* _Exercise brief_:
Look below for the line with "the jet engine", and from there restate every line word for word until the entries end.

== Input records

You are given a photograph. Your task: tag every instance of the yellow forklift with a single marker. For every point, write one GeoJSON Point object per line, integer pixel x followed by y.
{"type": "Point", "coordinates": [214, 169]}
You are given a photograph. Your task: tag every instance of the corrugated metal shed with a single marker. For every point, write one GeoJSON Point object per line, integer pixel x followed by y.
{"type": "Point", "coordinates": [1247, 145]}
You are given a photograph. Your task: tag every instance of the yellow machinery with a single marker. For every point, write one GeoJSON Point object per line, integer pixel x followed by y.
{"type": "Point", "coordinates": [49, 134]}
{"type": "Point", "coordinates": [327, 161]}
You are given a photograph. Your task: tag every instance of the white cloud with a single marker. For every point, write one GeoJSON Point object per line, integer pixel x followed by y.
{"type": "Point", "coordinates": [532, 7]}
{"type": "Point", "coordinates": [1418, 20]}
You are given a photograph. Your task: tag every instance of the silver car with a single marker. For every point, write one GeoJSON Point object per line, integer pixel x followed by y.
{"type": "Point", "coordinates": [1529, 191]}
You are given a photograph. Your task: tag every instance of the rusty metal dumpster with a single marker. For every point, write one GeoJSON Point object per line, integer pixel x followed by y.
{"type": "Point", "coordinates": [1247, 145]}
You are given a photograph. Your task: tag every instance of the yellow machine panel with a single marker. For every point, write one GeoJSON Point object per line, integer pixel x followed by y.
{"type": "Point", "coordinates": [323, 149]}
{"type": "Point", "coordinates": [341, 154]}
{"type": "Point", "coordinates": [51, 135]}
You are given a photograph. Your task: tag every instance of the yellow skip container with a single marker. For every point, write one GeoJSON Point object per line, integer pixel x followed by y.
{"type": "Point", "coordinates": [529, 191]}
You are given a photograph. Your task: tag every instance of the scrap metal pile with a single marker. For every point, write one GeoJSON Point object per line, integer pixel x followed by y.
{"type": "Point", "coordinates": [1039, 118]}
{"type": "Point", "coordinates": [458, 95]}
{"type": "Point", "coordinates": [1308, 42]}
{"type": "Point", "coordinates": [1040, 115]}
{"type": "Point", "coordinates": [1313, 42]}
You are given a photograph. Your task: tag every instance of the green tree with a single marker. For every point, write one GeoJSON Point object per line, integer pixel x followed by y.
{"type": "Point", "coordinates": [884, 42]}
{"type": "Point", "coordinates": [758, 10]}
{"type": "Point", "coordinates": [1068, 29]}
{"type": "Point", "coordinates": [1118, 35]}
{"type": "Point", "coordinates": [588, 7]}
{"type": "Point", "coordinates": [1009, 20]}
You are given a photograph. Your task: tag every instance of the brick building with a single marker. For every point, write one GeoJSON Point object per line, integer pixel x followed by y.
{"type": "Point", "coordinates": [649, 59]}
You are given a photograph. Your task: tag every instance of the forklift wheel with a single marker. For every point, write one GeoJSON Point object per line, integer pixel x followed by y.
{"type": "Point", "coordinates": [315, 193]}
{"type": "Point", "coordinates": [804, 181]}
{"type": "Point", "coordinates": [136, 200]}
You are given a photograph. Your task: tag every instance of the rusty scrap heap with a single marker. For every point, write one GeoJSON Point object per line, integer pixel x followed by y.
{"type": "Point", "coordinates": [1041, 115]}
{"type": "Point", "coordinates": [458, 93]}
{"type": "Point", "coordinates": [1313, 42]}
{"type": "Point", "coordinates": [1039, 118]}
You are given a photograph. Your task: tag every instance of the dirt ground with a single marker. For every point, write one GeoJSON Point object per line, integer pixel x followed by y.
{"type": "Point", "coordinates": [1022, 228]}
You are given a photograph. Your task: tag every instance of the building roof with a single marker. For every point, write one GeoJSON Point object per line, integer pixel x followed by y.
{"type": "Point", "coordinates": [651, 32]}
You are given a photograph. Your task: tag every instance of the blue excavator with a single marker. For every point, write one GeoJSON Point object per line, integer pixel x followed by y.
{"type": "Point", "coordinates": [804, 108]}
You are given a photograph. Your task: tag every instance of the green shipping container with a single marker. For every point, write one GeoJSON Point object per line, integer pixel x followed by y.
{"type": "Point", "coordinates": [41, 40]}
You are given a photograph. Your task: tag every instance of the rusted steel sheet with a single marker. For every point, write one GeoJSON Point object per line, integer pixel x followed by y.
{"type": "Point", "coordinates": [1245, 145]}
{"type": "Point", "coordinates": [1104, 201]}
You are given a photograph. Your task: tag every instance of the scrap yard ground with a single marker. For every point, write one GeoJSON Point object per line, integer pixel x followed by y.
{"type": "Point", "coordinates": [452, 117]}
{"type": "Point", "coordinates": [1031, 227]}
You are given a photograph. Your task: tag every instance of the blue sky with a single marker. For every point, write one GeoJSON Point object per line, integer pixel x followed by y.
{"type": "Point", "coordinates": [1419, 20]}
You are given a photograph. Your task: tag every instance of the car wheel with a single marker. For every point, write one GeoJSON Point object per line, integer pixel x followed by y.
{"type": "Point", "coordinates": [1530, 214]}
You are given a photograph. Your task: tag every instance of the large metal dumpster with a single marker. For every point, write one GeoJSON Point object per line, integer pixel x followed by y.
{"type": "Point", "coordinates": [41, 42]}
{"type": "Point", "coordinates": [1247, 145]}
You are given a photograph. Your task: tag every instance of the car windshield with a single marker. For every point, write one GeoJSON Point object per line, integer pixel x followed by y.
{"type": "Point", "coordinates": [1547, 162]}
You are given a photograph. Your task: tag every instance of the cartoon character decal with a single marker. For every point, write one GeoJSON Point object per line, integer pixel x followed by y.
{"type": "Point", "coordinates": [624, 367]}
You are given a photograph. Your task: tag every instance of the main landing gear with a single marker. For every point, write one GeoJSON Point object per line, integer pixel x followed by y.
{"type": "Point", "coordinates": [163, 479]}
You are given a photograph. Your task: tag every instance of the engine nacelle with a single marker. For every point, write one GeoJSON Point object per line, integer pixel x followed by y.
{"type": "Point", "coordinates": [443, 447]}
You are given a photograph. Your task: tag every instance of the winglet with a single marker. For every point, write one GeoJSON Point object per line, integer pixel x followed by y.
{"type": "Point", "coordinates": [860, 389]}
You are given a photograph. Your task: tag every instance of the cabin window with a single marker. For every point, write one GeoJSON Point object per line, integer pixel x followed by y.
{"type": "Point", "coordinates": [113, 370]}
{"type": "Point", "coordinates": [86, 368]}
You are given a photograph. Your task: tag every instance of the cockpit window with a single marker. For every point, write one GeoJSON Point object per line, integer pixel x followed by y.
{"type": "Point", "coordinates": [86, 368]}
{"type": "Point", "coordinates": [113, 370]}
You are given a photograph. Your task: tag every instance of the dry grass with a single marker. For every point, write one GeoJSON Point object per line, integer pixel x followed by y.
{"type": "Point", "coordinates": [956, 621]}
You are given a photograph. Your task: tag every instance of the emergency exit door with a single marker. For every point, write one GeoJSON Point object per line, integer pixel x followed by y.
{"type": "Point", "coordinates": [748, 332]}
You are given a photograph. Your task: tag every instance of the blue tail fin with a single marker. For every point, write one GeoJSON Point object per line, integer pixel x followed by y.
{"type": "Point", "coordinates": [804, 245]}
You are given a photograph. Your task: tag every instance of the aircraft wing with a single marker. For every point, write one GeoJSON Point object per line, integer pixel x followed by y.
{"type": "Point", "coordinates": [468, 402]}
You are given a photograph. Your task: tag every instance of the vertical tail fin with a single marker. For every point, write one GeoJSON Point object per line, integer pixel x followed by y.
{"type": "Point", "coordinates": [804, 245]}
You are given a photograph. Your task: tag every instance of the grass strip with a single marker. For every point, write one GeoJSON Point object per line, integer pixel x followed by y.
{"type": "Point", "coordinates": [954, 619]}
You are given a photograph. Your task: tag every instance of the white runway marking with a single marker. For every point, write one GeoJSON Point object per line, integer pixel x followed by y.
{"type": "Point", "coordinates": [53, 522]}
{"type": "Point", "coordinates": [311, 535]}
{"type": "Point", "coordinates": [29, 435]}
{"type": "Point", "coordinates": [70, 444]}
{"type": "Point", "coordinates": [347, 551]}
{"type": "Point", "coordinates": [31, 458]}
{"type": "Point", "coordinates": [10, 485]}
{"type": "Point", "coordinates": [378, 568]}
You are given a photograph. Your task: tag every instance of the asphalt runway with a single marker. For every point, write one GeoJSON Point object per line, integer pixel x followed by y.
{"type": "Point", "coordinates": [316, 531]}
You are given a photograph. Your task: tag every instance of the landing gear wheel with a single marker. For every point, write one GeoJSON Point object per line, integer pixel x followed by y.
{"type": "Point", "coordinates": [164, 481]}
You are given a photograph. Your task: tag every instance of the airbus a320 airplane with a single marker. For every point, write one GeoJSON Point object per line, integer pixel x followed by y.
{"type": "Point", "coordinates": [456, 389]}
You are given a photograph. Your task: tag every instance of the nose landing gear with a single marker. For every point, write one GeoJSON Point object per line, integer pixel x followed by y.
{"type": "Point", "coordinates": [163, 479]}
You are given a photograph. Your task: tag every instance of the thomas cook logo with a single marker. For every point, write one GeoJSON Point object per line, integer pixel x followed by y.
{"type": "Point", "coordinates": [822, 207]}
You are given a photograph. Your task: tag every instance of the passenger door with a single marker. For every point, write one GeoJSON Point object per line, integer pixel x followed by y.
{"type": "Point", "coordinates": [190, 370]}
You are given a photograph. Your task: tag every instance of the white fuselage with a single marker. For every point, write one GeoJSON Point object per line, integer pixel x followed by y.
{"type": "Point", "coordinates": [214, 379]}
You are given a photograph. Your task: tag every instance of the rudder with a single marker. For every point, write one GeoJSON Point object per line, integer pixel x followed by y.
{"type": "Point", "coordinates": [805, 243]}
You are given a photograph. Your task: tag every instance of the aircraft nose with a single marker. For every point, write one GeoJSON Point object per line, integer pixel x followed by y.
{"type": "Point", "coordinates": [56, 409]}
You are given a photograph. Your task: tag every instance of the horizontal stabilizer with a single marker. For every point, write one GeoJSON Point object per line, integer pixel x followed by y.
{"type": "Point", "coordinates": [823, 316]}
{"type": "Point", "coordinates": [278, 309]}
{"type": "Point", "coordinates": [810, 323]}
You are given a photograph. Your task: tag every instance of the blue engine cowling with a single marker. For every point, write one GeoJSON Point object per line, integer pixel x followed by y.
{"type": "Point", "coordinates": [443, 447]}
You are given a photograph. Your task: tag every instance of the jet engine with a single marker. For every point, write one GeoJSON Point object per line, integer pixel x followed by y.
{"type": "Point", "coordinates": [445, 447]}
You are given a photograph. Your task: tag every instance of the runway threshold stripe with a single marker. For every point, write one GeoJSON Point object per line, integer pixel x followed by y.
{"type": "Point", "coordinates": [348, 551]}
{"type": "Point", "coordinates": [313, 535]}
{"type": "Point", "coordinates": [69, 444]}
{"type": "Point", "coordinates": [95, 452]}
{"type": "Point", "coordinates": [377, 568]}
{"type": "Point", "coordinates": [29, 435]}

====

* _Complete response_:
You are given a photograph. Your task: tag every instance of the jet engine with a single marker. For every point, write one GeoJSON Point object per line, integer pixel x followed by y.
{"type": "Point", "coordinates": [445, 447]}
You are given a photograph. Your task: tag every instance of the runway threshold stripe with a single marker. For every point, write one GeoJSON Point object per line, integer pixel x followed by y.
{"type": "Point", "coordinates": [348, 551]}
{"type": "Point", "coordinates": [313, 535]}
{"type": "Point", "coordinates": [69, 444]}
{"type": "Point", "coordinates": [95, 452]}
{"type": "Point", "coordinates": [377, 568]}
{"type": "Point", "coordinates": [29, 435]}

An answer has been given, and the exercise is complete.